» **Szczegóły zadania**: Przepisz dokładnie część fragmentu artykułu o cenach mieszkań od słów „Jak zmienią się” do słów „ponad 7 proc.”, razem z tymi słowami.

Mieszkania w nowym roku. Ceny będą spadać

Jacek Szydłowski, Home Broker
ceny mieszkańZmiany cen mieszkań w wybranych miastach
ceny mieszkańZmiany cen mieszkań w wybranych miastach Home Broker
W przyszłym roku ceny mieszkań będą spadać, ale nie tak szybko, jak do tej pory. Trudniej będzie sprzedać lokal używany. Jednocześnie na rynku pojawi się sporo okazji inwestycyjnych.

Takie prognozy wysuwają analitycy Home Broker. Ich zdaniem ceny mieszkań w największych miastach spadną w przyszłym roku średnio o 4,1 proc. W październiku, uśrednione ceny transakcyjne były o 5 proc. niższe niż rok wcześniej (według HB i Open Finance). Wśród pośredników dominuje pesymizm. Ponad 80 proc. doradców przewiduje dalsze spadki cen. 

Jak zmienią się stawki w największych miastach? Z grudniowych badań wynika, że najbardziej zadowoleni powinni być mieszkańcy Lublina. W ubiegłym roku średnia cena transakcyjna wzrosła tam o ponad 3 proc i listopadzie sięgnęła 4759 zł za mkw. W 2012 roku analitycy przewidują spadek cen aż o 6,6 proc. Na przeciwnym biegunie są Katowice, gdzie według ekspertów obniżki sięgną 2,5 proc. W tym roku ceny spadły tam o ponad 7 proc.

Średnia cena mieszkań w stolicy wynosi ok. 7,5 tys. zł za mkw. Analitycy zakładają, że w najbliższych 12 miesiącach spadnie ona o 4,7 proc. Prognozowane spadli w Poznaniu, Wrocławiu i Krakowie mieszczą się w przedziale od 3,1 do 3,7 proc.

Różne oczekiwania

– Przewidywania te mają swoje źródło z jednej strony w trudnej sytuacji na rynku wtórnym, gdzie oczekiwania kupujących i sprzedających coraz bardziej się rozchodzą, a z drugiej w elastycznym podejściu deweloperów, którzy dostosowują się do wymagań nabywców – mówi Bartosz Turek, analityk Home Broker. – W 2012 roku te tendencje się utrwalą, a być może nawet nasilą.

» **Pokazany materiał**:
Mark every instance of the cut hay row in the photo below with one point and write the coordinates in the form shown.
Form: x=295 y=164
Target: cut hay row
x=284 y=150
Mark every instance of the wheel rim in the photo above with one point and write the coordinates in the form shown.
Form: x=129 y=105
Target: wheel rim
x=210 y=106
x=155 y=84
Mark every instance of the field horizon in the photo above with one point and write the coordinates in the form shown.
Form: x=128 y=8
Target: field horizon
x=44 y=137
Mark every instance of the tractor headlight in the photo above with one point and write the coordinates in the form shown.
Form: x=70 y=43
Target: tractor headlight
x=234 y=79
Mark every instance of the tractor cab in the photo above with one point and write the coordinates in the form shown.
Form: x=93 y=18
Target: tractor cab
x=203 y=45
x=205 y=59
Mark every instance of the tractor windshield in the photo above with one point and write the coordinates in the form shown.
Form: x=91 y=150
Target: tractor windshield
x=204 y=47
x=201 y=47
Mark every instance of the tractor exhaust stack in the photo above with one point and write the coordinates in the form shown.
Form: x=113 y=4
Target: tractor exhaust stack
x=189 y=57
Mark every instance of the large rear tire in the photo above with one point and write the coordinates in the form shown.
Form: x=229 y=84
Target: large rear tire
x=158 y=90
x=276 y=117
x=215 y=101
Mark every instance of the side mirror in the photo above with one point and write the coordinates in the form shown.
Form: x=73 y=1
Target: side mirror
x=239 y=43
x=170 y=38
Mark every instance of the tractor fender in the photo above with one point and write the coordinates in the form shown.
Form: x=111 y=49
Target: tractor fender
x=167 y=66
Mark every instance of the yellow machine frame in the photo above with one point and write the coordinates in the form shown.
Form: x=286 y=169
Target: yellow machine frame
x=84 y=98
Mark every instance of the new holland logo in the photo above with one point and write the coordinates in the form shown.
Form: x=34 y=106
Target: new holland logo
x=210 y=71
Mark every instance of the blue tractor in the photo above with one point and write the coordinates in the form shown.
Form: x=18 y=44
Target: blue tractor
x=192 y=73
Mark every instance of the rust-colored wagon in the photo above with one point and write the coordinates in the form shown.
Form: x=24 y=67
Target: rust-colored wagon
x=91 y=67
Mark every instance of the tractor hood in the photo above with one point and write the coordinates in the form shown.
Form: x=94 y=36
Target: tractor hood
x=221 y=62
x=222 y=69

» **Poprawna odpowiedź**:
Jak zmienią się stawki w największych miastach? Z grudniowych badań wynika, że najbardziej zadowoleni powinni być mieszkańcy Lublina. W ubiegłym roku średnia cena transakcyjna wzrosła tam o ponad 3 proc i listopadzie sięgnęła 4759 zł za mkw. W 2012 roku analitycy przewidują spadek cen aż o 6,6 proc. Na przeciwnym biegunie są Katowice, gdzie według ekspertów obniżki sięgną 2,5 proc. W tym roku ceny spadły tam o ponad 7 proc.